▶ **Records provided**:
■ ■ ■ ■ ■

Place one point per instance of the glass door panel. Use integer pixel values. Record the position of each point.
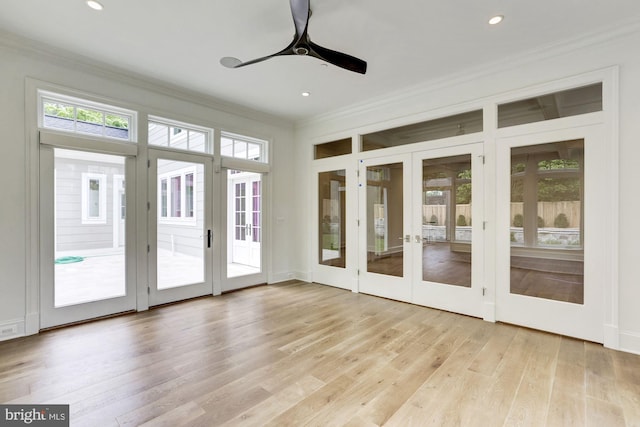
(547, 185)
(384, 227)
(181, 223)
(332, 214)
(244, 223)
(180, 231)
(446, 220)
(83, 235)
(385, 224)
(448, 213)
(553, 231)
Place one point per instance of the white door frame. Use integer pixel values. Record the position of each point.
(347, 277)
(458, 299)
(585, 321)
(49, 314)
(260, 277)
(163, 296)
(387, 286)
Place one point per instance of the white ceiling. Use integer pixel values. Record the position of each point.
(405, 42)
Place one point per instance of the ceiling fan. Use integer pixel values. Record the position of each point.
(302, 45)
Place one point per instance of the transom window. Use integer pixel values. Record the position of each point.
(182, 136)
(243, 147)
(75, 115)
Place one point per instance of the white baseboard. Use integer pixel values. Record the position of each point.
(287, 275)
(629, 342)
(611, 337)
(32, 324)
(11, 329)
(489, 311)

■ ■ ■ ■ ■

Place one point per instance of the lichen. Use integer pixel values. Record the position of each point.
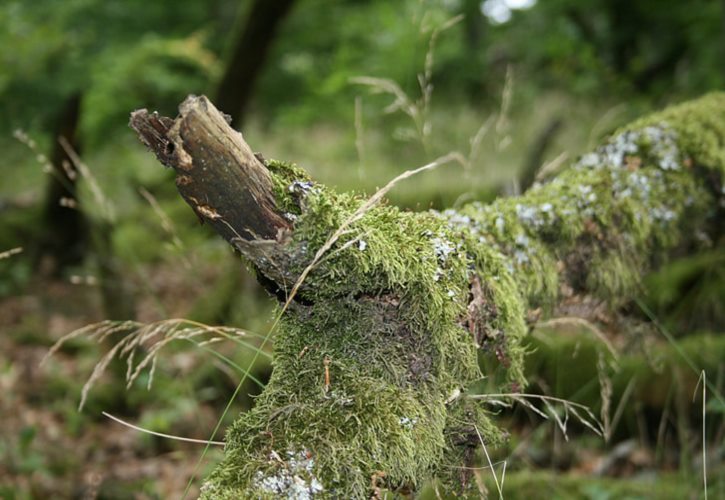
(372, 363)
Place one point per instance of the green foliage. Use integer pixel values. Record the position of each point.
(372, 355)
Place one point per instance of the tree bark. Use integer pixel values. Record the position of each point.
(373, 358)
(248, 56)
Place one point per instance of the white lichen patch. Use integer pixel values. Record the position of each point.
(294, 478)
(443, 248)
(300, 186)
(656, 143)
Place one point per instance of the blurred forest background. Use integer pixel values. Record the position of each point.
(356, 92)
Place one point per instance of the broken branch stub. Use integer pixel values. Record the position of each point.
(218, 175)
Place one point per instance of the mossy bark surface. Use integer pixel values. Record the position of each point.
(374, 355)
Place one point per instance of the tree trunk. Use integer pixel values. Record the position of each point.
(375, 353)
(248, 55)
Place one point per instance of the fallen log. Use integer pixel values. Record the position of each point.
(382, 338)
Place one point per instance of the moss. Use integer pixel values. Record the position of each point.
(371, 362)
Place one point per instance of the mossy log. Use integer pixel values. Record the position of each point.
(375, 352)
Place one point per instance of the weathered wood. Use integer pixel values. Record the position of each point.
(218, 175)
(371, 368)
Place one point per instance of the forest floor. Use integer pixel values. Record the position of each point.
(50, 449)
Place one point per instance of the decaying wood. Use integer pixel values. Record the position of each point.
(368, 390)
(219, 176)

■ ■ ■ ■ ■

▶ **Problem statement**: Find every line in the listing above that contains the word "wood" and copy each one.

▶ **Full response**:
Place one point per instance of the weathered wood. Use integer pixel values. Record the position of each point.
Place one point per instance of the decaying wood. Use integer pixel values. Record the position of each point.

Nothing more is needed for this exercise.